▶ [Required task 1] Pull out every line of the listing that contains the word "building" and copy those lines.

Unifying Data Model - Design Principles
- Ian Christopher
- Julie Remde
The building blocks of the Ed-Fi Unifying Data Model (UDM) are entities (classes), elements (attributes), and relationships (associations). Even with such simple building blocks there are a multitude of design choices. The following design principles were used in creating the Ed-Fi UDM.
Core Principles
The Ed-Fi UDM embodies the following core principles:
- Is easily understood
- Is independent of any specific application or physical implementation
- Implements a common core that provides consistency across applications
- Easily extends and accommodates change and evolution
- Logically separates the data from the handler mechanisms and implementation-specific information
Additional Principles
The Ed-Fi Data Standard was developed in accordance with the following general principles.
Stay Within the Defined Scope
The following questions are used to select what is included in the Ed-Fi UDM:
- Does the entity, attribute, or relationship exist within the defined K–12 education scope?
- Is the entity, attribute, or relationship important for a specific educational purpose?
- Is the entity, attribute, or relationship available to be collected?
- Under what scenarios would the entity, attribute, or relationship be shared or exchanged?
When an education data element is considered, it is not included in the Ed-Fi UDM without some evidence that:
- The data element is being electronically captured in an application or information system used by an education organization.
- The data element has a use that requires sharing or interchange, such as for analytics/decision-making or state and federal reporting.

▶ [Information given]
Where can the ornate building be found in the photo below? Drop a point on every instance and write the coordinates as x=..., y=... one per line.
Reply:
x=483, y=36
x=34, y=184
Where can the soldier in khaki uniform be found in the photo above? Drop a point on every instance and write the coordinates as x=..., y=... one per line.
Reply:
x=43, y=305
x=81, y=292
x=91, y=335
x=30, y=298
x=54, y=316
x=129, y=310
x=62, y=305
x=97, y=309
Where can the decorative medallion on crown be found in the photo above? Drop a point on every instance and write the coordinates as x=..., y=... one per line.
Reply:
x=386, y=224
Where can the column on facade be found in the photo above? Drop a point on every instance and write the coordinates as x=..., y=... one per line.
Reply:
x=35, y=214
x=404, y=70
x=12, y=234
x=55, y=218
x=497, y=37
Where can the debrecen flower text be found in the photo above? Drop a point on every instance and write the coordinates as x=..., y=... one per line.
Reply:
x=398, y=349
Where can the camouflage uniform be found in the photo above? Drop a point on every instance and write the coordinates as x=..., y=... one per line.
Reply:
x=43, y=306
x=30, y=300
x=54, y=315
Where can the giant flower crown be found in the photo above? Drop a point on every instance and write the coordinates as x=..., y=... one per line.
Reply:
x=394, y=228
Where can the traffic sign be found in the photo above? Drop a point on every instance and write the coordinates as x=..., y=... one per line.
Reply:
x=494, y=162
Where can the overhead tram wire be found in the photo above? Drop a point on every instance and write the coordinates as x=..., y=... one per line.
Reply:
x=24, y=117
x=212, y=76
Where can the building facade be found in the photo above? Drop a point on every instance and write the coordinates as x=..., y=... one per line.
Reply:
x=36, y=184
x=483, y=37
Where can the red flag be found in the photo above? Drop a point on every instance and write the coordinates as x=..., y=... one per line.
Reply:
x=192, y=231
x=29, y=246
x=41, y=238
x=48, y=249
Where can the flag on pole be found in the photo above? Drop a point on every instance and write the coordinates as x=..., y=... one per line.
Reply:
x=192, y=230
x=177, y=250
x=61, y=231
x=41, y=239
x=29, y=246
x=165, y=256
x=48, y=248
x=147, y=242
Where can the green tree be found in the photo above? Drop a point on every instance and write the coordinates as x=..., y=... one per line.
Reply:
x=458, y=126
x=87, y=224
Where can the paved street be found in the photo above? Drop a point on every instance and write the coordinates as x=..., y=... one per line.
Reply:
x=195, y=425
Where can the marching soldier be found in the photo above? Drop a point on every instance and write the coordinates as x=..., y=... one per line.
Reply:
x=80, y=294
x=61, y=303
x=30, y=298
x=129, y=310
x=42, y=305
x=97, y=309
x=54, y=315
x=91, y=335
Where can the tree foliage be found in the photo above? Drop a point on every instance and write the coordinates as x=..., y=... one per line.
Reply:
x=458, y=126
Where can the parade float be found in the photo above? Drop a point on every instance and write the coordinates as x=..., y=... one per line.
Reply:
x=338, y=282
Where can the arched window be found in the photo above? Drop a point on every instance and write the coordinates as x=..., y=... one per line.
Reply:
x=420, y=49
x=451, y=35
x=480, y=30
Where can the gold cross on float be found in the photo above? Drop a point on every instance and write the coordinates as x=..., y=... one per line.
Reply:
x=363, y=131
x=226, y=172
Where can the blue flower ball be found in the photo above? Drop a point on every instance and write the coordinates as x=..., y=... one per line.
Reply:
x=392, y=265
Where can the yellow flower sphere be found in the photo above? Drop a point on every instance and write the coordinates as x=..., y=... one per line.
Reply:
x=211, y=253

▶ [Required task 2] Resume the write-up on the Ed-Fi Unifying Data Model's design principles, continuing after its final sentence.

▶ [Answer 1]
Where can the ornate building be found in the photo below? Drop a point on every instance and write the coordinates as x=..., y=... one per line.
Where can the building facade be found in the photo above? Drop a point on every instance and write the coordinates as x=..., y=... one per line.

▶ [Answer 2]
Consider the “Natural State and Structure” of the Data
The Ed-Fi UDM is constructed with easily understood semantics:
- Entities are naturally the most important “things” in the domain that require representation in data.
- Attributes naturally identify, describe, characterize, or classify entities.
- Relationships (associations) between entities are not transient and typically persist over time.
Include Generalizations Sparingly
The Ed-Fi UDM includes generalizations that contribute critical inheritances and represent important generalization concepts in the domain. The following questions are used to determine whether a generalization should be included:
- Is the generalization a commonly used term within the domain?
- Does the generalized entity have common important attributes that should be inherited?
- Does the generalized entity have associations that should be inherited?
- Are all of the specialized entities (subclasses) of common purpose and structure?
- Do source systems commonly identify the lower-level abstractions or store and display them in the same structure and context?
The generalization EducationOrganization has both important attributes and associations that are meaningfully inherited by school, district, regional educational service center, and other sub-classes of EducationOrganization. Note that all are of a similar common purpose and structure.
By contrast, the concept of a "person" is not reflected in the UDM, as it fails the final two questions in the above list. While it is tempting to use an inheritance structure to create efficiency around storage and exchange of records for students and teachers, the roles of student and teacher are often quite distinct, and those records are most often stored in separate K–12 systems-of-record. Inheritance is generally most useful when an entity is one and only one subclass (e.g., an EducationOrganization is a school, LEA, RESA, etc., but not multiple of these), and the Ed-Fi UDM adopts this pattern.
Create Classes to Abstract Cohesive Groups of Attributes
To improve understandability, the Ed-Fi UDM abstracts cohesive collections of attributes into classes. These become complex types in the Ed-Fi XML Schema. For example, a student’s name could be represented as a flat structure with attributes FirstName, MiddleName, LastSurname, and NameSuffix. A new class (in XML, a new complex type) is created for Name that includes the attributes above. This reduces the number of attributes directly shown for Student without loss of understandability.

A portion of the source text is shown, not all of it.